### Extracted text
--- Start ---
Saturday’s People’s Vote march in central London – where an estimated 700,000 people, all concerned about the impending doom-laden no-deal or hard Brexit –  united together in harmonious solidarity to express their feelings and demand a final say on what happens.

Britain, my country, is in a state of flux, and has been riven since the 2016 referendum. People marching and demonstrating on Saturday were demanding a second vote on the final Brexit deal (if a final deal ever emerges. Goodness knows they’ve been negotiating for long enough and have only recently started to leak out some alarming details, should we tip over the cliff edge with no proper deal at all on 29th March.)

I wasn’t in London, I’d just come back from holiday, but I followed the events via Twitter and news media. And I’ve signed the People’s Vote petition. What struck me was the huge amount of good will that seemed to be around. People of all ages were cooperating. It made for moving, heart-warming reading and viewing.

Italian psychologist Roberto Assagioli – a contemporary of Jung – focused on the use of the will. Assagioli’s work is often called “a psychology with a soul”. He would most certainly have supported the People’s Vote march; he went to prison for his views and attitudes during WW2.

Assagioli outlined three identifiable expressions of will:

The strong will, where determination and persistence are engaged to reach an aim or goal. Strength of purpose and a clear outcome are sought, and there may be a rigidity of focus too. Hard Brexit?
--- End ---
### To do
a – In the piece on the People's Vote march, why does the writer say Assagioli would have supported the march? Answer in one to three sentences.
b – According to the piece on the People's Vote march, roughly how many people took part in Saturday's march in central London?
c – Continue the piece on the People's Vote march and Assagioli's expressions of will from its final sentence.

### Given data
--- Start ---
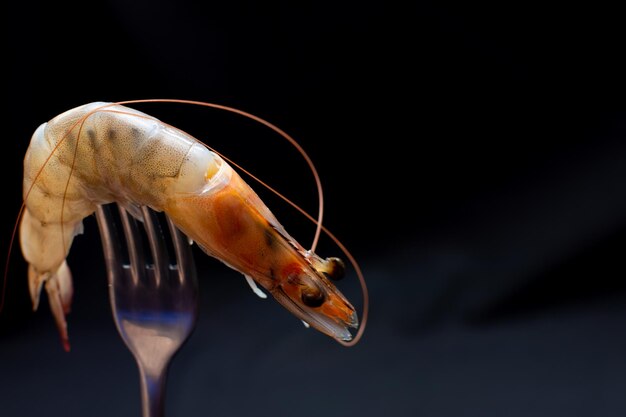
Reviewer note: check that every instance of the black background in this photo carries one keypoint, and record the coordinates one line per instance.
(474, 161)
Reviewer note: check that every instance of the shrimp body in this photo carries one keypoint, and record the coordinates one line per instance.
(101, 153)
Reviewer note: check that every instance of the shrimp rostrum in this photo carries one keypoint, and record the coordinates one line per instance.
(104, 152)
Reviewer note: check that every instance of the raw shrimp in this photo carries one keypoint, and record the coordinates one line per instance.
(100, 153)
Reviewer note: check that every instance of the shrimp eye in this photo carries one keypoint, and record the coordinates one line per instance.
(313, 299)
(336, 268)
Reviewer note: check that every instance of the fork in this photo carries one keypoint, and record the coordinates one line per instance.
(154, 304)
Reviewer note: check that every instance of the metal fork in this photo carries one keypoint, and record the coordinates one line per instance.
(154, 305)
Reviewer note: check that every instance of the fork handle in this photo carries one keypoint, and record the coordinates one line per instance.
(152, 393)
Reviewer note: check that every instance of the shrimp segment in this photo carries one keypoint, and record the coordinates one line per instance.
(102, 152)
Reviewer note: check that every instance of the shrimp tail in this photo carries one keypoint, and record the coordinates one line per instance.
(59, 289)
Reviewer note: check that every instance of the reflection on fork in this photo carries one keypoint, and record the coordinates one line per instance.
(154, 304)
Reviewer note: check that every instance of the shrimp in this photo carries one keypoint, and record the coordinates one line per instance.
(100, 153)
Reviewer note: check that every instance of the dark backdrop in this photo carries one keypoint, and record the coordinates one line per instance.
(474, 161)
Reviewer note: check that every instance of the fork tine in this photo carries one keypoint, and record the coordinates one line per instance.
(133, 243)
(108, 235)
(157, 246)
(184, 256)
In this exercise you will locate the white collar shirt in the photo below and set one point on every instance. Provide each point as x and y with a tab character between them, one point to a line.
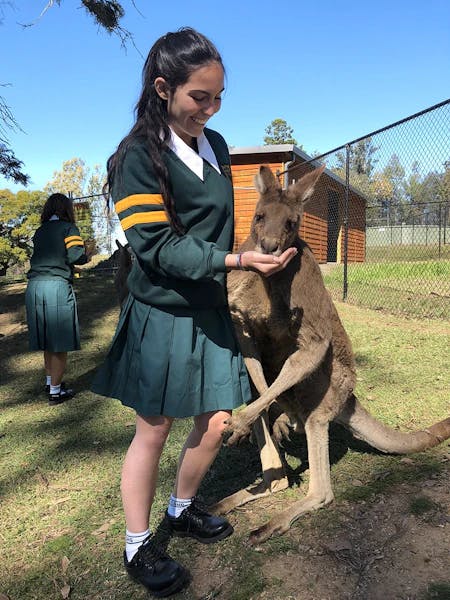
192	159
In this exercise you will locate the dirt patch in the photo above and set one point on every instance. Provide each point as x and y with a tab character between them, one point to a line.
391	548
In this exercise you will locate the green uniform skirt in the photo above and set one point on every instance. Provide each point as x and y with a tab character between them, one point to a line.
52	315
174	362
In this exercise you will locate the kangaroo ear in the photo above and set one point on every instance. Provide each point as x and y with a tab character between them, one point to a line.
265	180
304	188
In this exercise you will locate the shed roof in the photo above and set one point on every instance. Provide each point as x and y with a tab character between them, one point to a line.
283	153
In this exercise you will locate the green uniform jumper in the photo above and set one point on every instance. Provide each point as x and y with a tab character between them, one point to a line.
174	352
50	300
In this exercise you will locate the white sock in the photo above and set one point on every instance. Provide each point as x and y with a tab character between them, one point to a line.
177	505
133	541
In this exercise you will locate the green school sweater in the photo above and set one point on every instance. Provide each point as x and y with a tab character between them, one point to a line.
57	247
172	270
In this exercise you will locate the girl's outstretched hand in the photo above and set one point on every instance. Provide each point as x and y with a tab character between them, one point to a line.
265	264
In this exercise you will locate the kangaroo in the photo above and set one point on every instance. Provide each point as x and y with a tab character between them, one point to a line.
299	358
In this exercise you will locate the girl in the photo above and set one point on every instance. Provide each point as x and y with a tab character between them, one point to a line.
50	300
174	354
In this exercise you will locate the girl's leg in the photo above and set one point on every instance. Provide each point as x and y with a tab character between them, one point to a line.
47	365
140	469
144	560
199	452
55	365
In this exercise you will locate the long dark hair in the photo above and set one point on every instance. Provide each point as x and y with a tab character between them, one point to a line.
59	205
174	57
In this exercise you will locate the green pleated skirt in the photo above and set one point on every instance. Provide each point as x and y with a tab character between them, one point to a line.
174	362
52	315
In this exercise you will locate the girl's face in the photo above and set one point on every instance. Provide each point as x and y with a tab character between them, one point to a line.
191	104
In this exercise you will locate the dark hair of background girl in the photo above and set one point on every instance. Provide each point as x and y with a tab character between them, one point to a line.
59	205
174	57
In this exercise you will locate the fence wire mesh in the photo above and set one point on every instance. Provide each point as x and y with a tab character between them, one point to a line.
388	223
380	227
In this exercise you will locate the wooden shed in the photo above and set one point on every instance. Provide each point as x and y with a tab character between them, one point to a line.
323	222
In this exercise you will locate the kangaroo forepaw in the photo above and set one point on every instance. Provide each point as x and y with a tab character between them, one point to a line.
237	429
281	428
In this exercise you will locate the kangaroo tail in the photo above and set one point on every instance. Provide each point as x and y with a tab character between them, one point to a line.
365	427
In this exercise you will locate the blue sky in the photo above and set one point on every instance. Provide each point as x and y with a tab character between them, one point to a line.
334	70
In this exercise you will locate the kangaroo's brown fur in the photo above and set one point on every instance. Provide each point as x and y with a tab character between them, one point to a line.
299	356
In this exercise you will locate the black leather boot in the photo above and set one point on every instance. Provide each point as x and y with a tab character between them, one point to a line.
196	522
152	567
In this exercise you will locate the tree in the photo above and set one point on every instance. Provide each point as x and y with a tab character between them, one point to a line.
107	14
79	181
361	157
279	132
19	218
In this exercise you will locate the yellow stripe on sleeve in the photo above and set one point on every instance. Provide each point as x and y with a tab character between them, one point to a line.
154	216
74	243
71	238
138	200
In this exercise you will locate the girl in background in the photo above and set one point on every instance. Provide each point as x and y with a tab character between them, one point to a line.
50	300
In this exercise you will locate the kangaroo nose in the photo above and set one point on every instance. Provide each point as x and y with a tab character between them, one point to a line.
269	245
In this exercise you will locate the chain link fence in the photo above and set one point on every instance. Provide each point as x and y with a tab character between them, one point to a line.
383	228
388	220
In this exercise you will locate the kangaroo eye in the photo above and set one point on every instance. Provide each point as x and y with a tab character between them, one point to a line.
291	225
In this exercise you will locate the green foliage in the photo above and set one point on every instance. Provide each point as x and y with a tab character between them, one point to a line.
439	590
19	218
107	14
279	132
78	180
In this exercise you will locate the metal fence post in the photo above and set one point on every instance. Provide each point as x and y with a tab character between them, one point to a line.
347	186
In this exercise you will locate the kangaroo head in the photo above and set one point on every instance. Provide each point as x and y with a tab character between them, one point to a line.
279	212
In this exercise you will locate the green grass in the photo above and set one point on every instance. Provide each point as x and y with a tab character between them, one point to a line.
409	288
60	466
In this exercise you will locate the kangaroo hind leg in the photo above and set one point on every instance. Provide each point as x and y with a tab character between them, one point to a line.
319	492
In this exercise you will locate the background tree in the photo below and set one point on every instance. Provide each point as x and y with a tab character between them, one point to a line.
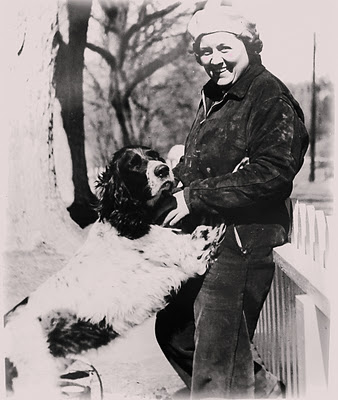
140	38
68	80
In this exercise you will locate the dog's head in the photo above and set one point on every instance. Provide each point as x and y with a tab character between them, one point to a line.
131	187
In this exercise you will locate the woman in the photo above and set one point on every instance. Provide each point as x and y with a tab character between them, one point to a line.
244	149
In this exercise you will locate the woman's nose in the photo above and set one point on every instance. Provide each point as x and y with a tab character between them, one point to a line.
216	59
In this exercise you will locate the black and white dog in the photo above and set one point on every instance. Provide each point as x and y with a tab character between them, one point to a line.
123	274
--- End ---
### Answers for the tasks
a – The writer says Assagioli would most certainly have supported the People's Vote march because he went to prison for his views and attitudes during WW2.

b – An estimated 700,000 people.

c –
The skilful will, where we’re prepared to deviate from a straight line or pathway to a desired goal, acknowledging that we may have to shift position, change and alter expectations along the way. The skill is not to lose sight of the goal, but to be prepared to make concessions and evolve with the situation along the way. What the People’s Vote was saying? Minds can be changed.

Then there’s good will, which can permeate both the strong and the skilful will by bringing openness, acceptability of the situation we find ourselves in and work to understand and include the viewpoints of others. With good will, much can be achieved. There are good feelings, an ambient atmosphere and meaningful connections with others are made.

Good will is one of those qualities that we recognise we when we experience it, but it’s hard to describe. There was a lot of it about on that march, and it’s that kind of thing which makes me feel proud to be British. Don’t let’s lose sight of it – we need it to help us out of the hole we’re in.